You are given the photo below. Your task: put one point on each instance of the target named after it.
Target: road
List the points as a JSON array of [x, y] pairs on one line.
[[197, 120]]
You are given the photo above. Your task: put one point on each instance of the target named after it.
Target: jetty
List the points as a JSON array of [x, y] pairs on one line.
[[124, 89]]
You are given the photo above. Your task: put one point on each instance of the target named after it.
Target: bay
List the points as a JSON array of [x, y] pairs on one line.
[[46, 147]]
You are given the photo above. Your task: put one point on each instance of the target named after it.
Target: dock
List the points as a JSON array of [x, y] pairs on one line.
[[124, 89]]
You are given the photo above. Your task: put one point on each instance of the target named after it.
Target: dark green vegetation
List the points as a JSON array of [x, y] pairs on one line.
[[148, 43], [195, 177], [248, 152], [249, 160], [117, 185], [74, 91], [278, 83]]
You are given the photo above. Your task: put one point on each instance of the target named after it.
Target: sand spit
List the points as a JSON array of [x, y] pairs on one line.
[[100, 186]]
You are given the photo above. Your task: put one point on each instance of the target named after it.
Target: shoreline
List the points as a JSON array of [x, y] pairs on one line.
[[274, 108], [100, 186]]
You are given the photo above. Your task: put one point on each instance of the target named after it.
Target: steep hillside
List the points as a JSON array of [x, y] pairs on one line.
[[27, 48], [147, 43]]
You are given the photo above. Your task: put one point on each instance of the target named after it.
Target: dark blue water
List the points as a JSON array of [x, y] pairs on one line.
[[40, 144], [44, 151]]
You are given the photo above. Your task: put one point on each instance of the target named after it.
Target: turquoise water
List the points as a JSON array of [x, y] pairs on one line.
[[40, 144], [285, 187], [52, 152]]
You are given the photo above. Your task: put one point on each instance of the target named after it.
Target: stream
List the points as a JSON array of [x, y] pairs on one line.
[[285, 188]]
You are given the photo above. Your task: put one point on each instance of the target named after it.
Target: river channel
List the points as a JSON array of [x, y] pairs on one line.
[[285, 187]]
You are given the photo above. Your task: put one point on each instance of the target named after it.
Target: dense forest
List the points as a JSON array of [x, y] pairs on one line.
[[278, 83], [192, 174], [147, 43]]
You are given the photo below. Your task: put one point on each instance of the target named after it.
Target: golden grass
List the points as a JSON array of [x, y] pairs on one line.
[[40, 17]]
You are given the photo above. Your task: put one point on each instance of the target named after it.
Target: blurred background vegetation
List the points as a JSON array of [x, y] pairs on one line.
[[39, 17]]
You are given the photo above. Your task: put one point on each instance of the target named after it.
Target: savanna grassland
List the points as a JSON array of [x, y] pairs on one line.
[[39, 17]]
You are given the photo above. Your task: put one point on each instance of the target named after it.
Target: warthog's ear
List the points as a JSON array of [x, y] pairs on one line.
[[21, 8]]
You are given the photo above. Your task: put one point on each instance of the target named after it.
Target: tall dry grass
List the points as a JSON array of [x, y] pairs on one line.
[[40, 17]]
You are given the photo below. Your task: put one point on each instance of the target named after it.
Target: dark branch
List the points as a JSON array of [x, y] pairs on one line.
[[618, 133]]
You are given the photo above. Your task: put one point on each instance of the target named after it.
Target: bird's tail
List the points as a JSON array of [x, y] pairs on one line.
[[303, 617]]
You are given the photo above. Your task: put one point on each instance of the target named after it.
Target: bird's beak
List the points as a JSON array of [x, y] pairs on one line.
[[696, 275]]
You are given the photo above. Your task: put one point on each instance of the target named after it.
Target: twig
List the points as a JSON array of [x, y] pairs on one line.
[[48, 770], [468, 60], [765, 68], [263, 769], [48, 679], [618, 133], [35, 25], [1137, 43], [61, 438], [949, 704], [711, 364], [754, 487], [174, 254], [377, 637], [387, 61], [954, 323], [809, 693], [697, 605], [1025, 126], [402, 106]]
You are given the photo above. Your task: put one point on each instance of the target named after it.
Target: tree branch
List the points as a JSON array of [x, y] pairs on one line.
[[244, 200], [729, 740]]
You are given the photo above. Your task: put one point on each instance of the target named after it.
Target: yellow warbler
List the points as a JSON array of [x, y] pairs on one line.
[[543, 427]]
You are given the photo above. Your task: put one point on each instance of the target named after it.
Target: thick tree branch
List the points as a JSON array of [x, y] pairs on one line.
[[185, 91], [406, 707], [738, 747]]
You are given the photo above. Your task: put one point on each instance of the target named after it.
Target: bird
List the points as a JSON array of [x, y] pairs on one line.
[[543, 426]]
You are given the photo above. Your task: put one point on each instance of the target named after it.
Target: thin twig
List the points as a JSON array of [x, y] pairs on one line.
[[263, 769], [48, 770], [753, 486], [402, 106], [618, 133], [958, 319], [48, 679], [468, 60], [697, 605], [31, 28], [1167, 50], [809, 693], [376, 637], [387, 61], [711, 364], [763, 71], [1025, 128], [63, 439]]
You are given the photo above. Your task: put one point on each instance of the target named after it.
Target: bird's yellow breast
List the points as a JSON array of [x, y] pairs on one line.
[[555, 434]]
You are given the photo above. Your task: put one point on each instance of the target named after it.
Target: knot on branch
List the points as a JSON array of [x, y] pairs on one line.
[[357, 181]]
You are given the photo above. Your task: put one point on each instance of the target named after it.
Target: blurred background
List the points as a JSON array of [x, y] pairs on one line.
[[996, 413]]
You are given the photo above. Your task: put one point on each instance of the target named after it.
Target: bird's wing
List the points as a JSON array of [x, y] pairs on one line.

-.-.-

## AIM OF THE TASK
What you give back should be exactly the lines of the data above from the line with "Target: savanna grassland" through the line with "Target: twig", both of those included, and nothing more.

## SOLVED PROBLEM
Target: savanna grassland
List the points as a JSON array of [x, y] pairs on one line.
[[39, 17]]
You are given the photo above. Your task: put one point on each instance of the target named after it.
Target: warthog's ear
List the points as a JSON array of [x, y] pairs on one line.
[[21, 8]]
You are given the photo above. Your task: put one point on each instance of the target named after it.
Target: tall dry grass
List the points as a JSON array of [x, y] pairs on one line.
[[40, 17]]
You are given the photo below. Your task: put one point on each instance of the target named after it.
Target: dark branch
List the points as a JSON array of [x, y] pairs on one line.
[[618, 133]]
You are given the photo above. Your task: put one point on each instance of the target named after it.
Target: bird's tail
List the points as a JSON array of [x, y] pairs on one line.
[[303, 617]]
You are given the photo above. Your task: put one point on each instance of the target named after it.
Target: bird's beak
List the points as a JSON array of [x, y] pairs on one line.
[[696, 275]]
You are given the photo above. Your task: put one point on each instance of the target named after it.
Target: twig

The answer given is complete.